WHAT IS EXPECTED: Print exactly the lines below between the line holding "Query: white cloud" and the line holding "brick house, each", inclusive, and nothing more.

Referring expression pointing data

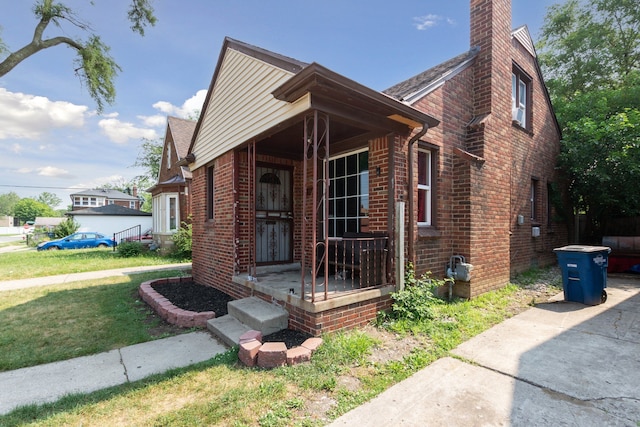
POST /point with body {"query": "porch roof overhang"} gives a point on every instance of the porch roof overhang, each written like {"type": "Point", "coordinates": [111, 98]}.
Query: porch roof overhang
{"type": "Point", "coordinates": [357, 113]}
{"type": "Point", "coordinates": [352, 101]}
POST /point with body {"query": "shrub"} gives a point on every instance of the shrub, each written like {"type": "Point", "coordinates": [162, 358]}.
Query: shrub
{"type": "Point", "coordinates": [182, 241]}
{"type": "Point", "coordinates": [416, 300]}
{"type": "Point", "coordinates": [65, 228]}
{"type": "Point", "coordinates": [130, 249]}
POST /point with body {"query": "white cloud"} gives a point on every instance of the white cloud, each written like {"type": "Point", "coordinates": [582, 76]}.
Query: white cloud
{"type": "Point", "coordinates": [157, 120]}
{"type": "Point", "coordinates": [189, 108]}
{"type": "Point", "coordinates": [54, 172]}
{"type": "Point", "coordinates": [48, 171]}
{"type": "Point", "coordinates": [431, 20]}
{"type": "Point", "coordinates": [24, 116]}
{"type": "Point", "coordinates": [120, 132]}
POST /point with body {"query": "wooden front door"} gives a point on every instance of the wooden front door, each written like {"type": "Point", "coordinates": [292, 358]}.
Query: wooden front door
{"type": "Point", "coordinates": [274, 215]}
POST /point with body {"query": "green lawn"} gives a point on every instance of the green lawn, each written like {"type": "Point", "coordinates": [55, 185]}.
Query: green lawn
{"type": "Point", "coordinates": [58, 322]}
{"type": "Point", "coordinates": [31, 263]}
{"type": "Point", "coordinates": [345, 372]}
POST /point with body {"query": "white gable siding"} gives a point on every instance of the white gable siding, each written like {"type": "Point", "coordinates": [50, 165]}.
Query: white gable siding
{"type": "Point", "coordinates": [241, 105]}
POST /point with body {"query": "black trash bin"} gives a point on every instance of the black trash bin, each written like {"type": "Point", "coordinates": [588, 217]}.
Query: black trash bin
{"type": "Point", "coordinates": [584, 273]}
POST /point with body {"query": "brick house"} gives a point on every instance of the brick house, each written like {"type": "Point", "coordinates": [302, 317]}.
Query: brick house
{"type": "Point", "coordinates": [313, 191]}
{"type": "Point", "coordinates": [104, 197]}
{"type": "Point", "coordinates": [171, 194]}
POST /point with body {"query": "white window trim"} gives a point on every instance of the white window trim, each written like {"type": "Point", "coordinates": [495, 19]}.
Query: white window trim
{"type": "Point", "coordinates": [168, 212]}
{"type": "Point", "coordinates": [427, 189]}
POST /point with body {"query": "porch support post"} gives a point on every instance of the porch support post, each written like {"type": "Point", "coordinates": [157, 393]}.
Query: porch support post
{"type": "Point", "coordinates": [251, 172]}
{"type": "Point", "coordinates": [316, 146]}
{"type": "Point", "coordinates": [399, 238]}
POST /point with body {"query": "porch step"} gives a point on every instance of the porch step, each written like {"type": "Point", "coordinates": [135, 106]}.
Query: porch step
{"type": "Point", "coordinates": [228, 329]}
{"type": "Point", "coordinates": [247, 314]}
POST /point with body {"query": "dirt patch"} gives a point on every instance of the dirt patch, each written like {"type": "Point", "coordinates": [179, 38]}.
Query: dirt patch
{"type": "Point", "coordinates": [191, 296]}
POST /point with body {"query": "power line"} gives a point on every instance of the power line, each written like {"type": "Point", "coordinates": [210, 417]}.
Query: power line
{"type": "Point", "coordinates": [42, 187]}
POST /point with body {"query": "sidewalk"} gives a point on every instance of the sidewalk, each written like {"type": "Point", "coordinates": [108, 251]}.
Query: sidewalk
{"type": "Point", "coordinates": [560, 363]}
{"type": "Point", "coordinates": [8, 285]}
{"type": "Point", "coordinates": [52, 381]}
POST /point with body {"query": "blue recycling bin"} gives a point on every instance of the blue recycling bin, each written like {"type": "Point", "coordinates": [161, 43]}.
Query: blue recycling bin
{"type": "Point", "coordinates": [584, 273]}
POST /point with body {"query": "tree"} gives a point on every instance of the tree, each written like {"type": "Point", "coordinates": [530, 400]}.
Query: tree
{"type": "Point", "coordinates": [590, 55]}
{"type": "Point", "coordinates": [49, 199]}
{"type": "Point", "coordinates": [96, 68]}
{"type": "Point", "coordinates": [28, 209]}
{"type": "Point", "coordinates": [590, 45]}
{"type": "Point", "coordinates": [8, 202]}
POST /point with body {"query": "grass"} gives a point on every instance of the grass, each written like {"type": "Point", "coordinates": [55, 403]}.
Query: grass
{"type": "Point", "coordinates": [340, 376]}
{"type": "Point", "coordinates": [26, 264]}
{"type": "Point", "coordinates": [58, 322]}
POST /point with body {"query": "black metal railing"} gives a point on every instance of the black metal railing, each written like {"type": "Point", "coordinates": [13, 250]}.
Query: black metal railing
{"type": "Point", "coordinates": [133, 234]}
{"type": "Point", "coordinates": [358, 259]}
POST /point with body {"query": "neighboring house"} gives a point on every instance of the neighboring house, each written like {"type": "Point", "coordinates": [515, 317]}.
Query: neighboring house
{"type": "Point", "coordinates": [313, 191]}
{"type": "Point", "coordinates": [171, 195]}
{"type": "Point", "coordinates": [111, 219]}
{"type": "Point", "coordinates": [104, 197]}
{"type": "Point", "coordinates": [49, 223]}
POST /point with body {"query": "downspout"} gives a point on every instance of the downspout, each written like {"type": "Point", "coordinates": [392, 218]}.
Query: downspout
{"type": "Point", "coordinates": [412, 216]}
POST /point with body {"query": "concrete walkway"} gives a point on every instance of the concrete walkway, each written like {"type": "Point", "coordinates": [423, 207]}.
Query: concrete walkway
{"type": "Point", "coordinates": [52, 381]}
{"type": "Point", "coordinates": [555, 364]}
{"type": "Point", "coordinates": [8, 285]}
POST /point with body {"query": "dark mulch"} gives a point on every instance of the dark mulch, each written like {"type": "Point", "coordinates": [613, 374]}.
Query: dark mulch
{"type": "Point", "coordinates": [191, 296]}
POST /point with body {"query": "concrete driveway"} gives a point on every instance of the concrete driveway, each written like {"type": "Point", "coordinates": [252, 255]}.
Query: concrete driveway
{"type": "Point", "coordinates": [560, 363]}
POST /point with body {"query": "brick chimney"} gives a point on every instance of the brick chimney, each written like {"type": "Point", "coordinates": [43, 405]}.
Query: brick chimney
{"type": "Point", "coordinates": [491, 32]}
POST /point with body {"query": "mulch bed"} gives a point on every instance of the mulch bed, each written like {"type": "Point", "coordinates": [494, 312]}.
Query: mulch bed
{"type": "Point", "coordinates": [191, 296]}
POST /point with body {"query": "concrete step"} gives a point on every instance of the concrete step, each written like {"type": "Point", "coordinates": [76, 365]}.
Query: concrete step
{"type": "Point", "coordinates": [248, 314]}
{"type": "Point", "coordinates": [227, 328]}
{"type": "Point", "coordinates": [259, 314]}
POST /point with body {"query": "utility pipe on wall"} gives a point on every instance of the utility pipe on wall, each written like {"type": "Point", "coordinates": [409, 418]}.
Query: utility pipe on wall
{"type": "Point", "coordinates": [412, 221]}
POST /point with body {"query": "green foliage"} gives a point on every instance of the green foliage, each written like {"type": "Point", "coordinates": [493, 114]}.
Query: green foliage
{"type": "Point", "coordinates": [588, 46]}
{"type": "Point", "coordinates": [8, 202]}
{"type": "Point", "coordinates": [417, 299]}
{"type": "Point", "coordinates": [65, 228]}
{"type": "Point", "coordinates": [130, 249]}
{"type": "Point", "coordinates": [29, 209]}
{"type": "Point", "coordinates": [182, 241]}
{"type": "Point", "coordinates": [49, 199]}
{"type": "Point", "coordinates": [98, 71]}
{"type": "Point", "coordinates": [94, 65]}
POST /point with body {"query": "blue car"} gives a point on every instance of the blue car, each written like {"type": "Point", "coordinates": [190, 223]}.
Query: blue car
{"type": "Point", "coordinates": [80, 240]}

RESULT OF THIS TASK:
Query: white cloud
{"type": "Point", "coordinates": [157, 120]}
{"type": "Point", "coordinates": [189, 108]}
{"type": "Point", "coordinates": [54, 172]}
{"type": "Point", "coordinates": [48, 171]}
{"type": "Point", "coordinates": [431, 20]}
{"type": "Point", "coordinates": [24, 116]}
{"type": "Point", "coordinates": [120, 132]}
POST /point with body {"query": "wooden front door"} gives a point on every instance of the wooden front door, each written like {"type": "Point", "coordinates": [292, 358]}.
Query: wooden front door
{"type": "Point", "coordinates": [274, 215]}
POST /point with body {"query": "green lawn"} gives a point on every instance of the green lawn, each written like {"type": "Point", "coordinates": [55, 185]}.
Query: green lawn
{"type": "Point", "coordinates": [58, 322]}
{"type": "Point", "coordinates": [31, 263]}
{"type": "Point", "coordinates": [345, 372]}
POST /point with body {"query": "white gable siding"} gives a point on every instance of the white gable siding, each written like {"type": "Point", "coordinates": [50, 165]}.
Query: white gable siding
{"type": "Point", "coordinates": [241, 105]}
POST /point with body {"query": "black trash bin"} gives a point on every instance of the black trash bin, each written like {"type": "Point", "coordinates": [588, 217]}.
Query: black trash bin
{"type": "Point", "coordinates": [584, 273]}
POST /point with body {"query": "brick house"} gives a point on every instance of the brick house, each written like {"type": "Point", "coordinates": [302, 317]}.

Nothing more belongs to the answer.